<<<<

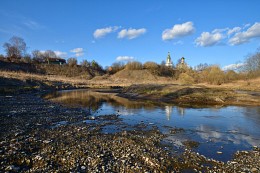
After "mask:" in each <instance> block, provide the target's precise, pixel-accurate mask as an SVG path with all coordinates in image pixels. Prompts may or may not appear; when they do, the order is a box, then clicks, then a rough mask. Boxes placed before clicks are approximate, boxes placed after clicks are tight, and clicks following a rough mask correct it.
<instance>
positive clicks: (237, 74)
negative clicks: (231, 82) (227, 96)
mask: <svg viewBox="0 0 260 173" xmlns="http://www.w3.org/2000/svg"><path fill="white" fill-rule="evenodd" d="M238 78H239V76H238V74H237V73H236V72H235V71H234V70H229V71H227V72H226V74H225V82H232V81H234V80H237V79H238Z"/></svg>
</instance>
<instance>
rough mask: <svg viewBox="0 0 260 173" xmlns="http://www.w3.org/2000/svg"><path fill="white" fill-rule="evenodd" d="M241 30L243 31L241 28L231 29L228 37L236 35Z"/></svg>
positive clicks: (229, 31) (235, 27)
mask: <svg viewBox="0 0 260 173" xmlns="http://www.w3.org/2000/svg"><path fill="white" fill-rule="evenodd" d="M240 30H241V28H240V27H234V28H232V29H229V30H228V33H227V34H228V35H231V34H234V33H237V32H239V31H240Z"/></svg>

>>>>

Your instructions ▸ Could you copy out every row above word for word, leaving out the pictures?

Task solution ▸
After "mask:" in each <instance> block, provide the target's precise, pixel-accurate mask as an SVG path with all coordinates in image pixels. Prompts may or may not appear; when they do, the order is a box, then clicks, then a rough mask. Boxes placed before clicks are approximate, boxes placed after clicks are tight, and clicks following a rough mask correct it.
<instance>
positive clicks: (237, 74)
negative clicks: (231, 82) (227, 96)
mask: <svg viewBox="0 0 260 173" xmlns="http://www.w3.org/2000/svg"><path fill="white" fill-rule="evenodd" d="M238 78H239V76H238V74H237V73H236V72H235V71H234V70H229V71H227V72H226V74H225V82H232V81H234V80H237V79H238Z"/></svg>
</instance>
<instance>
rough mask: <svg viewBox="0 0 260 173" xmlns="http://www.w3.org/2000/svg"><path fill="white" fill-rule="evenodd" d="M241 30L243 31L241 28L231 29L228 37L236 35Z"/></svg>
positive clicks: (229, 31) (235, 27)
mask: <svg viewBox="0 0 260 173" xmlns="http://www.w3.org/2000/svg"><path fill="white" fill-rule="evenodd" d="M240 30H241V28H240V27H234V28H232V29H229V30H228V33H227V34H228V35H231V34H234V33H237V32H239V31H240Z"/></svg>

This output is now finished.